▶ [DIRECTIONS FOR THIS TASK]: Repeat the following lines exactly and nothing else: the line containing "of the tree" and each line after it through the end of the listing.

──────── AVAILABLE DATA

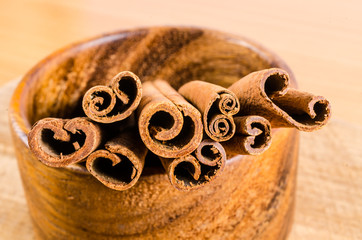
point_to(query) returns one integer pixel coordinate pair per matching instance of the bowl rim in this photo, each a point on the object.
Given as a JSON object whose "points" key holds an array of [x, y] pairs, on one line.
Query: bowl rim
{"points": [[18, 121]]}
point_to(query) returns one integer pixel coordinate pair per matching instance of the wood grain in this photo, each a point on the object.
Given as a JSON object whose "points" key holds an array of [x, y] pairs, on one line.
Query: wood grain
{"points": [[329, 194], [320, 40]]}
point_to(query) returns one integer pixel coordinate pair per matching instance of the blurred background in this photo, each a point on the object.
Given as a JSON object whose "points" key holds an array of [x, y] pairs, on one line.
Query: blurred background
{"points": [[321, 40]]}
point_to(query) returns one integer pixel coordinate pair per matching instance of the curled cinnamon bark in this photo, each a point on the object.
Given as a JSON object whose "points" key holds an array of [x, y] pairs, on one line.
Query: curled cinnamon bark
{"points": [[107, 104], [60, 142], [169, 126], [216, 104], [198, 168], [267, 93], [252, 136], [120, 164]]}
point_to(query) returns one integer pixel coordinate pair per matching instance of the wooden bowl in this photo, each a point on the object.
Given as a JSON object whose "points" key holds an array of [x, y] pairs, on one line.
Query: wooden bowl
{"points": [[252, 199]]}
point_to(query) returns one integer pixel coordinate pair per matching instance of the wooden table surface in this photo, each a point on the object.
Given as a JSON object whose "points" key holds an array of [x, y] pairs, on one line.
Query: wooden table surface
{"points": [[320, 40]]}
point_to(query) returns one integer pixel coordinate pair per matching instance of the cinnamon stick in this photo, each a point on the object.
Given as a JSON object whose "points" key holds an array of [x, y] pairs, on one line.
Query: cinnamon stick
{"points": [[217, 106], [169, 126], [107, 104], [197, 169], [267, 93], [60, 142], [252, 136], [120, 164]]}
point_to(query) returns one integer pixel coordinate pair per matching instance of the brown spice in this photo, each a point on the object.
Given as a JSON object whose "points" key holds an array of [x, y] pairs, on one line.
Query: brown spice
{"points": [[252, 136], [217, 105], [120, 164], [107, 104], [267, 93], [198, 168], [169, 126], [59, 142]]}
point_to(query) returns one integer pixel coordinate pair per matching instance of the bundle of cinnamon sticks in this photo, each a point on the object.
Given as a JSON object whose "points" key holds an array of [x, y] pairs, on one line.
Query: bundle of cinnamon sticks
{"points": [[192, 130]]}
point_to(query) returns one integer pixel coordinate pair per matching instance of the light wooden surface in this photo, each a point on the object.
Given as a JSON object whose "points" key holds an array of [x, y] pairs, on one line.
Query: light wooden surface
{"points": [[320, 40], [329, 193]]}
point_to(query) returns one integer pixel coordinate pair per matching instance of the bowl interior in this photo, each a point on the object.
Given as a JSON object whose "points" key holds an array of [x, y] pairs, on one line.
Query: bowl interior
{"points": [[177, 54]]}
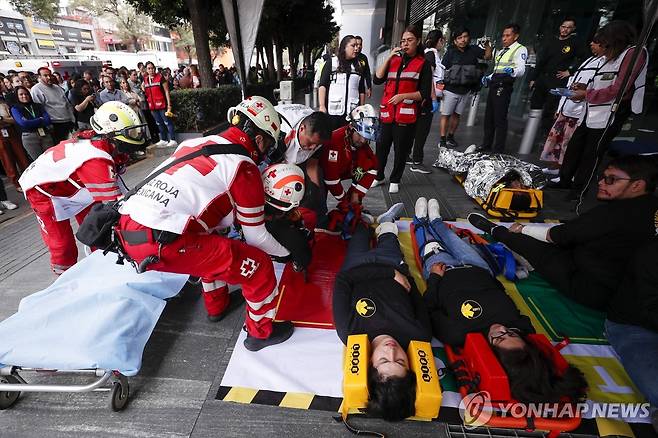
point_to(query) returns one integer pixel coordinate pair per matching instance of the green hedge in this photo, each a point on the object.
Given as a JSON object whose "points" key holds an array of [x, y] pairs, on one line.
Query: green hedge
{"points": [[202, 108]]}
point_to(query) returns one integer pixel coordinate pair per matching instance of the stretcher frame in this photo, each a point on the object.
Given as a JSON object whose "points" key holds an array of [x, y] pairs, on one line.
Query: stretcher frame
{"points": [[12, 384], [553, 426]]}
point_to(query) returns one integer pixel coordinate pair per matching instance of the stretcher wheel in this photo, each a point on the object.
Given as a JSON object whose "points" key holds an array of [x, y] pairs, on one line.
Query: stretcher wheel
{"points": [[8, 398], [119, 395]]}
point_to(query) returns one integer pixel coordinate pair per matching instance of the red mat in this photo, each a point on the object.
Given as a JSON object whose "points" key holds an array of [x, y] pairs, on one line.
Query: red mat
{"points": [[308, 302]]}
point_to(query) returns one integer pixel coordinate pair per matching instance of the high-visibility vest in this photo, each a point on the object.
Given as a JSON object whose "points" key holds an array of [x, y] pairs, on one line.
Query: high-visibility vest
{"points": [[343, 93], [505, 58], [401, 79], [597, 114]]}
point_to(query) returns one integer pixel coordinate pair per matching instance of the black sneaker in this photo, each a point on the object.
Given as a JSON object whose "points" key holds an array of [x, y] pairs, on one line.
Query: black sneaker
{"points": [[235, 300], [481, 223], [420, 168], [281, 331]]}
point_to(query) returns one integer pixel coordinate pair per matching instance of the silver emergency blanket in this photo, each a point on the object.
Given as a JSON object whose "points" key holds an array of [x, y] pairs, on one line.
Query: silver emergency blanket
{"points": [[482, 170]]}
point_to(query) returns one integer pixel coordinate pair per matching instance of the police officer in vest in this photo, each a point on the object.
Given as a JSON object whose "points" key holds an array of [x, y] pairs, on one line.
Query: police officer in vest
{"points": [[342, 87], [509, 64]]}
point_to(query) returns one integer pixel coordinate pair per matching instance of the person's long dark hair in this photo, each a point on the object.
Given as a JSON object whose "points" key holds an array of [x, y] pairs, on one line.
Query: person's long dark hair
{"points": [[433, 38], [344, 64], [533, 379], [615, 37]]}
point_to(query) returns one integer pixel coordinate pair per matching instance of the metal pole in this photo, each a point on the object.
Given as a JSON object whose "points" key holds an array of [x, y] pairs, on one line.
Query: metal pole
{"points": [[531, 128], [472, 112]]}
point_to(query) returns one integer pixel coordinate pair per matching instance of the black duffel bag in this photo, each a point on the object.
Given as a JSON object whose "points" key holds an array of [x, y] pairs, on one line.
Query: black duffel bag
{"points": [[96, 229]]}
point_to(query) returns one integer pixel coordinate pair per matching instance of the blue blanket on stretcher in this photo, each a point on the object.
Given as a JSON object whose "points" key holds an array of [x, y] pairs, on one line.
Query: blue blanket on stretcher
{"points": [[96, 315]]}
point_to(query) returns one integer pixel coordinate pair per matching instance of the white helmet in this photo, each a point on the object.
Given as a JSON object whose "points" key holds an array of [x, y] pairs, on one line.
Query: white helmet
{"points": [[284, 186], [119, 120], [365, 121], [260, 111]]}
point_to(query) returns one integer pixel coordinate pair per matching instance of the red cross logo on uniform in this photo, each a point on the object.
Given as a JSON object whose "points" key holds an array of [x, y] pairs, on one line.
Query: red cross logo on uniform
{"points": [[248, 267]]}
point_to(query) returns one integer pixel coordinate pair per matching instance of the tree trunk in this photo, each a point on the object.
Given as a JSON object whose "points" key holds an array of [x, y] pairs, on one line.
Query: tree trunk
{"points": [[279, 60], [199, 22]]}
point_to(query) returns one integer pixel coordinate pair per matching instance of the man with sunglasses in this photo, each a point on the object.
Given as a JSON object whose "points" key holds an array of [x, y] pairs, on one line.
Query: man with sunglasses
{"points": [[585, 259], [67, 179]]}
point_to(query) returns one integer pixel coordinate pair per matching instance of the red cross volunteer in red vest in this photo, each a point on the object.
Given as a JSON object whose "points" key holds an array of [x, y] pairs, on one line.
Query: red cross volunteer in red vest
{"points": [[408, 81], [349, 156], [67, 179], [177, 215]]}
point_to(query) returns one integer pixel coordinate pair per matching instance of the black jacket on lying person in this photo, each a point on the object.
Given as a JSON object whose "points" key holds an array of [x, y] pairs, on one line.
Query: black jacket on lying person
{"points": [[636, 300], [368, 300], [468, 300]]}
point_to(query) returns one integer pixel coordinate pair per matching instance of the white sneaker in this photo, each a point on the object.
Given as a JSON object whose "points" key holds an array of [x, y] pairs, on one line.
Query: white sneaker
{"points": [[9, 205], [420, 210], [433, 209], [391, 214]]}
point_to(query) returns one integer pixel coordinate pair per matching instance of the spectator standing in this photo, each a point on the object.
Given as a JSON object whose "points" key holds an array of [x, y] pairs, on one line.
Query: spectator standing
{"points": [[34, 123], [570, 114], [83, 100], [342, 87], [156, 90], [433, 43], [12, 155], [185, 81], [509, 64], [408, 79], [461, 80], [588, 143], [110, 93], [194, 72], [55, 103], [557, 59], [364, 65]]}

────────────────

▶ [ANSWER]:
point_to(query) returns one integer pixel coordinate pair per matching instance of the tree trunk in this photo, each a point on the object.
Given as a JSON object whose "points" key holds an array of [x, y] pairs, on one line.
Query: tree trunk
{"points": [[279, 60], [199, 22]]}
point_to(query) returns one integer pixel coordinate pair per matching instance of the man with sunglasses in this photo, each a point on the object.
Given as a JSON object whose "points" key holds an array of [x, y] pairs, on one line.
Query: man with sunglasses
{"points": [[585, 259], [67, 179]]}
point_to(query) returns one integer pixel coordinate pair per matching instance of the red cross volunteer in red vest in this photo, each a point on the object.
Given as a JSON object whose "points" key holds an array of [x, y] pairs, on one line.
Query: red cross volunteer in red vest
{"points": [[408, 81], [349, 156], [67, 179], [177, 215]]}
point_to(query) returns one integer pixel coordinate pair per matching instance of the black jacket on lying person in this photo, each a point on the object.
Given as a JSON object whose "points" key holds an array of [x, y] pairs, on one line.
Query: black jacket on lying person
{"points": [[636, 300], [368, 300], [468, 300]]}
point_to(query) returns one integer pixel coordinate pair per matching instance of the white sneaker in this photo, each a point on the object.
Given as a JSON object whose "points" key holds an array of [x, y] pairs, on one line.
Query: white sneaker
{"points": [[9, 205], [420, 210], [433, 209], [391, 214]]}
point_to(query) returns one integer pixel coordinate pair per matching instance of the spectator standing in this photo, each a point on the object.
Given as a JSON object whose "points" key holds an array of [x, y] pairs, on one line.
Query: spectator standing
{"points": [[34, 123], [570, 114], [83, 100], [342, 87], [156, 90], [433, 43], [12, 155], [185, 81], [509, 64], [408, 79], [461, 80], [588, 143], [110, 93], [194, 72], [55, 103], [557, 59], [364, 65]]}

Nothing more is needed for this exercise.